### TASK DETAILS
Pull out each line of the entries below that contains the string "lemur". Treat uppercase and lowercase letters as different.

--- Begin THE DATA ---

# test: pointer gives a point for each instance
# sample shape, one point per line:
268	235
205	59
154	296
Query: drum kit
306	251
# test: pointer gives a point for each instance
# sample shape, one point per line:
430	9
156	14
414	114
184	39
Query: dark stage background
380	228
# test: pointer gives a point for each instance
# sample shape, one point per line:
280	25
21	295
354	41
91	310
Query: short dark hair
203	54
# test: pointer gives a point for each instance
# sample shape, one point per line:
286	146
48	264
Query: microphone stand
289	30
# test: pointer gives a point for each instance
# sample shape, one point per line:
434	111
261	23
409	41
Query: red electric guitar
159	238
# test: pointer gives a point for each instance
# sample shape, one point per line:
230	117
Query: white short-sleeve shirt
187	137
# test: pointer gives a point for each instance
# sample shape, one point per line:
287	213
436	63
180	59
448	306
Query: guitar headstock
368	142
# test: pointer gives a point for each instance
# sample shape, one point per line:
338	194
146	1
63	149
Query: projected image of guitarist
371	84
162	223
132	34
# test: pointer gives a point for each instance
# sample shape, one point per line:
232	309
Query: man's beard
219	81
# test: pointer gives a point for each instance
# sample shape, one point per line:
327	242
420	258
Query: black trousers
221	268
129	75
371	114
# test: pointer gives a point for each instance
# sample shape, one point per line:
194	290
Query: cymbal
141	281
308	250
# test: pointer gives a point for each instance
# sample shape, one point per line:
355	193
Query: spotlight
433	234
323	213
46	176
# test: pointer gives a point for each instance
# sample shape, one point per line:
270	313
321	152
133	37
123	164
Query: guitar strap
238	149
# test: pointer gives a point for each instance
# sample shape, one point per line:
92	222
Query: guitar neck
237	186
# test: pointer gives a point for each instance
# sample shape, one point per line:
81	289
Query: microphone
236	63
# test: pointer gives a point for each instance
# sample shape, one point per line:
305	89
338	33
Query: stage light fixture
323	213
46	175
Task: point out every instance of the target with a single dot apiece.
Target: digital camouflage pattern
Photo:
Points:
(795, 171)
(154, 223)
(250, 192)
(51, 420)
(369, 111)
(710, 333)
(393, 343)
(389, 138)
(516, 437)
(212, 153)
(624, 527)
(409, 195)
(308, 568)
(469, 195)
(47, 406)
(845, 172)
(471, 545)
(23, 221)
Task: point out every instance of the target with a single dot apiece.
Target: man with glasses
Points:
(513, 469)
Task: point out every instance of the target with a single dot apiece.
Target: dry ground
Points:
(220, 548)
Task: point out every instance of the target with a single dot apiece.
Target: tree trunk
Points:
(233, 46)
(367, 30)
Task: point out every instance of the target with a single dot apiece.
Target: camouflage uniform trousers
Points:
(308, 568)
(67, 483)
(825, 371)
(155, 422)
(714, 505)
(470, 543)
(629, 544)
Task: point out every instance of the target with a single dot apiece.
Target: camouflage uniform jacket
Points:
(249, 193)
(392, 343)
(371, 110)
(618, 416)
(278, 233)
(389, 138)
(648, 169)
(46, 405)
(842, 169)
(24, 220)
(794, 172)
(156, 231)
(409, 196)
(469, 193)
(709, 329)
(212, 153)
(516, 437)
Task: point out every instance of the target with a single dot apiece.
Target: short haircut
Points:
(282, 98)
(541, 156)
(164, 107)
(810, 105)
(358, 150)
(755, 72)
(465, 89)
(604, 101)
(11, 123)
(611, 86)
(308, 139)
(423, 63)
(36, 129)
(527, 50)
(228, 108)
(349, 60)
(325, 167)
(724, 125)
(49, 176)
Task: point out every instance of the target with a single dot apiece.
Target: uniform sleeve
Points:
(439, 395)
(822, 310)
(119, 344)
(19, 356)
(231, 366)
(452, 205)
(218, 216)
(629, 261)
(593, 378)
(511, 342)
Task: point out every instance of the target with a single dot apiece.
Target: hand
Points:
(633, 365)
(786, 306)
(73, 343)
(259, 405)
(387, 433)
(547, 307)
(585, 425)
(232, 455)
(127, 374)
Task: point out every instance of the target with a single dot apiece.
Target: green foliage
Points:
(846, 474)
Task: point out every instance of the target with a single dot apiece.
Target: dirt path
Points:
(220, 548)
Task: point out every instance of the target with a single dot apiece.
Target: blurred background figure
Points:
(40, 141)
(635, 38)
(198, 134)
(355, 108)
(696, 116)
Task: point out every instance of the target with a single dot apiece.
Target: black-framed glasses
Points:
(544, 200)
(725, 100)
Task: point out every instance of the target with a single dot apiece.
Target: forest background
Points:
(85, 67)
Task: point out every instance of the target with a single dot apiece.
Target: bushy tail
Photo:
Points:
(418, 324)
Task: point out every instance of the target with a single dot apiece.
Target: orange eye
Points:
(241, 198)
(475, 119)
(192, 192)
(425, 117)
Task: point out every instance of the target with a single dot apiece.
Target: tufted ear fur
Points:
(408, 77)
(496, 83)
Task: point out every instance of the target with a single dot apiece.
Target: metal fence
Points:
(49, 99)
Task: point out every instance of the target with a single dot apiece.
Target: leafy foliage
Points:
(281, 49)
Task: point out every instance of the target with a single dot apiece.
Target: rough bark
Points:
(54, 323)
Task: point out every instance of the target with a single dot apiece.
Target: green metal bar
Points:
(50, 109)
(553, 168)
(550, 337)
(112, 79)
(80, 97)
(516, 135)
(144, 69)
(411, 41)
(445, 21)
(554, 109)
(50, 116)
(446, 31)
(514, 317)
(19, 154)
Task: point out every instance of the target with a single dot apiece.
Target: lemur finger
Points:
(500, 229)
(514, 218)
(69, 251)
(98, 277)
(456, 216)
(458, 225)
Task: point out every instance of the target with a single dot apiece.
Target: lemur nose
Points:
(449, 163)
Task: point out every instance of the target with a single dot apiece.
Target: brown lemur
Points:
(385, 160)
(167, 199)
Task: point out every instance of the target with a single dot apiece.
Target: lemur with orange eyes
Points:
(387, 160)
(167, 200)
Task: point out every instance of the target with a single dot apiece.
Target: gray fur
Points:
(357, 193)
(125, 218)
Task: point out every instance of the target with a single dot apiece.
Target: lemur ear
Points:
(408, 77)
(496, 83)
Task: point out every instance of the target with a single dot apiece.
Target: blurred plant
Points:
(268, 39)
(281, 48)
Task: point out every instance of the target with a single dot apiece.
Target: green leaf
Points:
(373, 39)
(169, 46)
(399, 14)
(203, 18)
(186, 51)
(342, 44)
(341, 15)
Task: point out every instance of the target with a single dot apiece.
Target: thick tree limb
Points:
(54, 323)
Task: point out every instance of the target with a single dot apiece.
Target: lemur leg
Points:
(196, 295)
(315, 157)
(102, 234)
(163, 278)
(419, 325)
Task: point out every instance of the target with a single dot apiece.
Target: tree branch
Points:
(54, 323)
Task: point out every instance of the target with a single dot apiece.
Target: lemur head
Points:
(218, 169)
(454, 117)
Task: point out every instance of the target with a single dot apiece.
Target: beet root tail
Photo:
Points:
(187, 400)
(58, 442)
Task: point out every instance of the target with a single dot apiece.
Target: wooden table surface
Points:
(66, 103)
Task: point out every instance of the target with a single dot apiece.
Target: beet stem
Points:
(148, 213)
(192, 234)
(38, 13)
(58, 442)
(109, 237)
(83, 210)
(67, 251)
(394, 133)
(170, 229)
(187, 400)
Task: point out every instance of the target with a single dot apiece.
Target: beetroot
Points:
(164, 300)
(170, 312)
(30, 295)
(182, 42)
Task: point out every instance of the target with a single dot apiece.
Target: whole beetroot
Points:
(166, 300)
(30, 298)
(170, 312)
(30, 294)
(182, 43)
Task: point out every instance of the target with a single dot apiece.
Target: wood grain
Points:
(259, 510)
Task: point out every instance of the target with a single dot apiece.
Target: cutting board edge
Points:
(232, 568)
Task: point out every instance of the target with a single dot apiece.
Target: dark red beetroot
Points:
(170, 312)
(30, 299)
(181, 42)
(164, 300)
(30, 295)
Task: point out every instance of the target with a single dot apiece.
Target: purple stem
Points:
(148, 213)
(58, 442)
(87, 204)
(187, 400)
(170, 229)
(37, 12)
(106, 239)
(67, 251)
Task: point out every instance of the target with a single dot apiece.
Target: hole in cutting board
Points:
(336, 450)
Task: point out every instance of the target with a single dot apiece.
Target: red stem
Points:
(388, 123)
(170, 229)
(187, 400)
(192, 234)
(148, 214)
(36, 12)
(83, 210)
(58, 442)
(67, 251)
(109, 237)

--- End THE DATA ---

### SOLUTION FOR THIS EXERCISE
Target: lemur finger
Target: lemur nose
Target: brown lemur
Target: lemur with orange eyes
Target: lemur ear
Target: lemur leg
Target: lemur head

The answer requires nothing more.